Selected text –
Tumors however are characterized by the presence of immature dendritic cells
that are unable to stimulate T cells. Defects in dendritic cell maturation and
activation may prevent effective antitumor responses and may even induce
immune tolerance.
Activation and maturation of dendritic cells ex vivo and their subsequent
reinfusion to tumor-bearing recipients after a pulse with tumor antigen offers
one approach to bypassing defects in the immune recognition and the
destruction of tumors. This process is however time consuming and costly.
In the March edition of the Journal of Clinical Investigation Furumoto et al
report a recently developed approach which avoids the dependence on ex vivo
dendritic cell activation and reinfussion of these cells. Instead this
Stanford University group have shown that increasing tumoral levels of the
chemotactic chemokine, CCL20/macrophage inflammatory protein-3alpha
(MIP-3alpha) stimulated the movement of endogenous dendritic cells into the
tumor core. Increased tumoral levels were produced by forcing the tumor cells
to express the chemokine. Stimulating the infiltration of dendritic cells in
this fashion led to complete regression of colon tumors. Stimulating the
infiltration of dendritic cells also produced therapeutic immunity against
melanomas although in this case intratumoral injection of CpG to induce
dendritic cell maturation was required for therapeutic activity. In this
instance the effect of CpG was to restore the capacity of CCL20-mobilized
dendritic cells to cross-present tumor antigens through the MHC-1 pathway,
prime antigen-specific naive CD8 T cells and stimulate antigen-specific
effector CD8 T cells.

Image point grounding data
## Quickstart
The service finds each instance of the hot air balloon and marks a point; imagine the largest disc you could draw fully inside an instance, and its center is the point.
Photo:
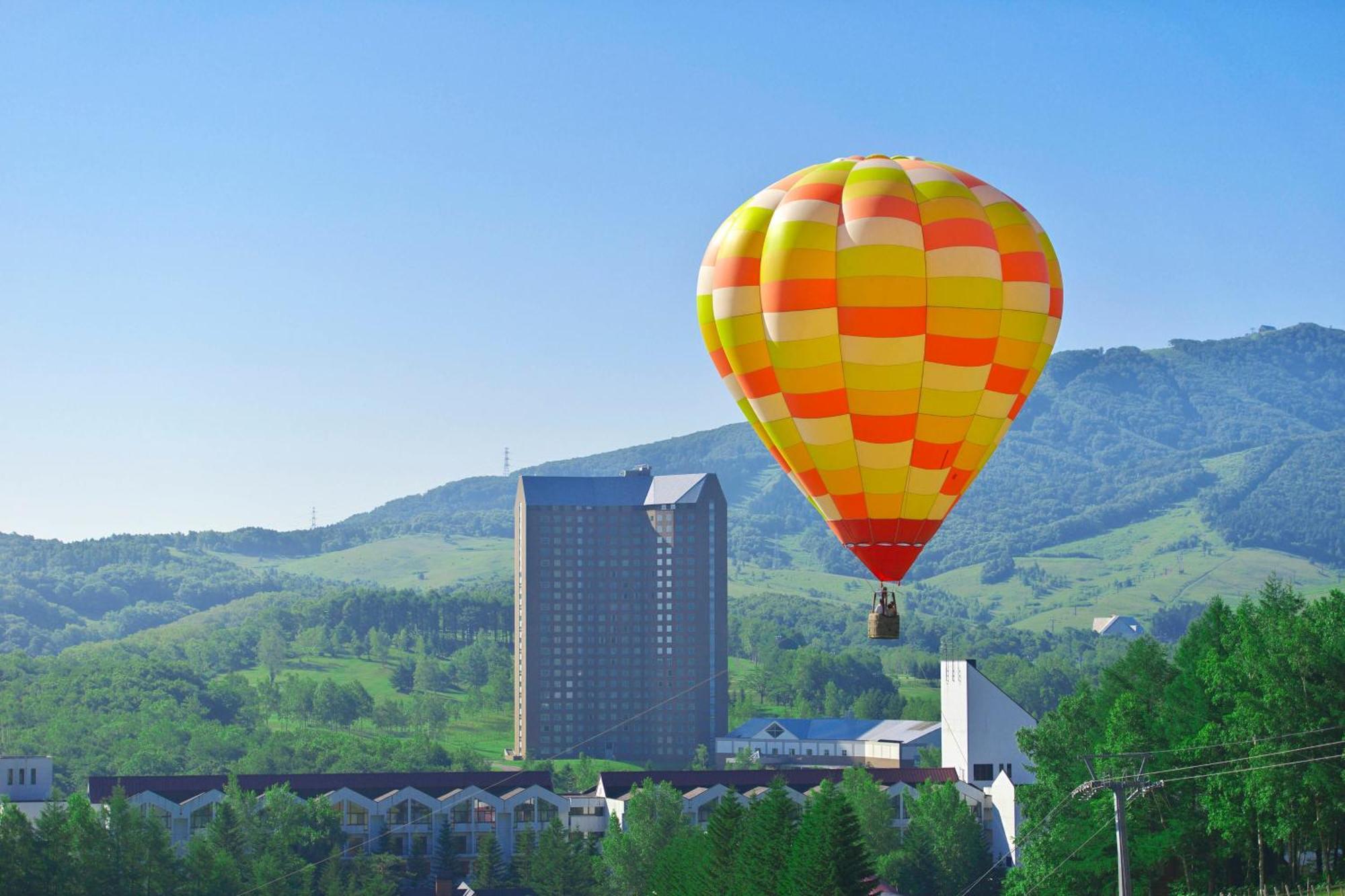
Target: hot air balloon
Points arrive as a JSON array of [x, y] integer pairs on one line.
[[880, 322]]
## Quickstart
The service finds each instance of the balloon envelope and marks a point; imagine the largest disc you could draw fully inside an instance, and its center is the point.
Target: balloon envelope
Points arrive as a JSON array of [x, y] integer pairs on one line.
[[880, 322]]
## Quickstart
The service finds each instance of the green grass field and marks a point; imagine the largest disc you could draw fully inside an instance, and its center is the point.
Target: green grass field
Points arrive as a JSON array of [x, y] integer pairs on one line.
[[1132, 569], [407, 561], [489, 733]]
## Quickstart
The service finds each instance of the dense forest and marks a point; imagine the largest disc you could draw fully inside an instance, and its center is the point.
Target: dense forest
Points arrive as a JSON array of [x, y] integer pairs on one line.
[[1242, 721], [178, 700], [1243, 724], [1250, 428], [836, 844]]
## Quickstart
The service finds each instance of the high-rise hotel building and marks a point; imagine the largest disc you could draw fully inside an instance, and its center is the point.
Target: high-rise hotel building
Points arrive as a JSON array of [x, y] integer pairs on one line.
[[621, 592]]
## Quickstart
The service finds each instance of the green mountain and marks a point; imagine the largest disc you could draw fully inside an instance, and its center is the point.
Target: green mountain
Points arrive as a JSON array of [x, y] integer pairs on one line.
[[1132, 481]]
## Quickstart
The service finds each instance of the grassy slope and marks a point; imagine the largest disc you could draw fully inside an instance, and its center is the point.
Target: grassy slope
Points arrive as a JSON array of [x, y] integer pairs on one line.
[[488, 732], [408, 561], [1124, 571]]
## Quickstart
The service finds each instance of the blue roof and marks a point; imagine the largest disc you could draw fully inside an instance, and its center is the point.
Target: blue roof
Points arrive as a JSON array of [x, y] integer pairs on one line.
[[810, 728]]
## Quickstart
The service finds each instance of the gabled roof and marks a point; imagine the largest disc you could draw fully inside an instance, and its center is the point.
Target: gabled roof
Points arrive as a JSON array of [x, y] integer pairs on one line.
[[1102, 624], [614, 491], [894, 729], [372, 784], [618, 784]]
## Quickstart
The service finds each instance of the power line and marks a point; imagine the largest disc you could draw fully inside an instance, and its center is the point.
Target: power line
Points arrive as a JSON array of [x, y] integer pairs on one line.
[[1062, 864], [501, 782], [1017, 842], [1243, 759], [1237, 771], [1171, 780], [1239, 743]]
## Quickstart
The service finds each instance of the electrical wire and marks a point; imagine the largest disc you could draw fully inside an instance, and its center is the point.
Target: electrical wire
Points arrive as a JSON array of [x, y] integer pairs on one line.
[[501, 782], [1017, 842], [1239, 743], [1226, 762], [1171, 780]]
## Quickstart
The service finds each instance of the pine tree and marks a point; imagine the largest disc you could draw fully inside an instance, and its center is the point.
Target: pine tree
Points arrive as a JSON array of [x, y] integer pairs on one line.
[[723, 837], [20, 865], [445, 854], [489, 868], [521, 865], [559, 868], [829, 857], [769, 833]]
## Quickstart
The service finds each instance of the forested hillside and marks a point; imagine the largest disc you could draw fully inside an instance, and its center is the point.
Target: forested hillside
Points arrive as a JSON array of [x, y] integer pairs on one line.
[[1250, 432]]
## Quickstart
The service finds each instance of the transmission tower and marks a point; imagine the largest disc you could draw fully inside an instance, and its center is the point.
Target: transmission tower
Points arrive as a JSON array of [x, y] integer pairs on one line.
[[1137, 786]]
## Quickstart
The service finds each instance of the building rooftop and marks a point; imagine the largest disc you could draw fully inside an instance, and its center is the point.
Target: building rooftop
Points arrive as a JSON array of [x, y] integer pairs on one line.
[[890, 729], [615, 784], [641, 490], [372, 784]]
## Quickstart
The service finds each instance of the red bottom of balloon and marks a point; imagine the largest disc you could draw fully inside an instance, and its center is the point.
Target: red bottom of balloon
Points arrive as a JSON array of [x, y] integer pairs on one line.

Tasks –
[A] Render the sentence "This process is however time consuming and costly." from the dendritic cell passage in Spanish.
[B] Transcribe the section of the dendritic cell passage that begins with the words containing "Tumors however are" and ends with "immune tolerance.".
The data plays no part in the work here.

Solution set –
[A] Sin embargo, este proceso es lento y costoso.

[B]
Tumors however are characterized by the presence of immature dendritic cells
that are unable to stimulate T cells. Defects in dendritic cell maturation and
activation may prevent effective antitumor responses and may even induce
immune tolerance.